_EXERCISE DIRECTIONS:_
Would you transcribe each entry exactly as it stands, omitting the pictures?

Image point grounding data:
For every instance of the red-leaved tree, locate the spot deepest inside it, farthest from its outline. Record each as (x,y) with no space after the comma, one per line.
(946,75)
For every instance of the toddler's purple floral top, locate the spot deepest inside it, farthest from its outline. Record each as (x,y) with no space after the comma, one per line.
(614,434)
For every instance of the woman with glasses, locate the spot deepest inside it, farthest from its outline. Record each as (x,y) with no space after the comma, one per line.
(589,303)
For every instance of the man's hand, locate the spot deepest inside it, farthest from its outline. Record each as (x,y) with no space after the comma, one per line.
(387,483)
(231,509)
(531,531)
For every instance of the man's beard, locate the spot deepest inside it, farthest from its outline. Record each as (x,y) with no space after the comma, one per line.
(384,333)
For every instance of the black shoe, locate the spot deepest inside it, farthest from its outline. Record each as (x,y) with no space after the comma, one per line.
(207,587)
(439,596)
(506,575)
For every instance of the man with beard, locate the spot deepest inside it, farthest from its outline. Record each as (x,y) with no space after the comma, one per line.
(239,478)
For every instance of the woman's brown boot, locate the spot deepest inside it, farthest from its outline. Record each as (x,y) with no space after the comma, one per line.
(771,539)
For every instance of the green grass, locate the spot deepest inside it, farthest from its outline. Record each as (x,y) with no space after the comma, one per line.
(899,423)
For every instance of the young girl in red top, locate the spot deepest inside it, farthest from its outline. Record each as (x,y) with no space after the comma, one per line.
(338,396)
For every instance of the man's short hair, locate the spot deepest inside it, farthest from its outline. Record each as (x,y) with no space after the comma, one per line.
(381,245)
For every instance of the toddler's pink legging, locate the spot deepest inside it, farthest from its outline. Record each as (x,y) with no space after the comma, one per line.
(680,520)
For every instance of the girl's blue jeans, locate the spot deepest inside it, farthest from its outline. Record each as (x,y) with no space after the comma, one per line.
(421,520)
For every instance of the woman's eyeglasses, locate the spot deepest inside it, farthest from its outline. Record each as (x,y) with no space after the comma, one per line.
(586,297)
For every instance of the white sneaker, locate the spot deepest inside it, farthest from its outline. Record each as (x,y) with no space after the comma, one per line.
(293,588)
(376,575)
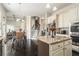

_ANSWER SPACE:_
For every instance of the red-leaved tree, locate the spot deepest inside it, farthest from its outline. Record each as (x,y) with no space after the comma, one per line.
(946,75)
For every instance of the toddler's purple floral top, locate the spot deepest inside it, farthest from its outline. Record each as (x,y) with no space after the comma, one per line.
(614,434)
For every instance of the woman with glasses, locate the spot deepest inside it, farthest from its outline. Record each as (x,y) with no space after the comma, one per line.
(589,303)
For every instance of the man's hand, locate the spot deepest inside it, farthest from its outline. Record each as (x,y) with no space after the comma, one per line.
(387,483)
(231,509)
(531,531)
For every instance of the man's beard, locate the spot deepest inside it, farthest from its outline. Record each as (x,y) with no space after the comma, one per line.
(384,333)
For every instance of the black shoe, locate the spot deepest inside it, farthest from its outline. Record each as (x,y) with no space after the comma, one per line.
(207,587)
(439,596)
(506,575)
For every instance of the man with beard, locate the spot deepest inside it, farthest from its outline. Record each as (x,y) with no space after the comma, one per line.
(239,478)
For every instance of the woman's brown boot, locate the spot deepest inside it, farthest from its outline. Record each as (x,y) with no space after the comma, one per line.
(771,539)
For every instance of the green grass, locate the spot deepest inside it, farthest from its outline. Record each as (x,y) with no space after the comma, one per line.
(899,423)
For every instance of the young girl in red top, locate the spot deepest inside it, farthest from its outline. Record each as (x,y) with no space after the comma, one per line.
(338,396)
For every instance of the man's short hair, locate the spot deepest inside it, farthest from its outline. Record each as (x,y) with no space after the comma, one per line.
(381,245)
For every instance of the toddler's pink legging, locate the spot deepest inside it, farthest from its outline. Record each as (x,y) with no space after the comma, one per line.
(680,520)
For every instance of the girl's blue jeans, locate the spot deepest inside it, farthest from its outline. Record each as (x,y) with no space after the comma, one per line.
(421,520)
For every instance of the woman's eyeglasses, locate the spot deepest inside it, farthest from its outline. Record each as (x,y) with no space after the comma, one per line.
(586,297)
For every instance of the white sneaker, locate the spot deepest inside it, farthest from its outline. Record each as (x,y) with no space after the comma, one per line.
(293,588)
(376,575)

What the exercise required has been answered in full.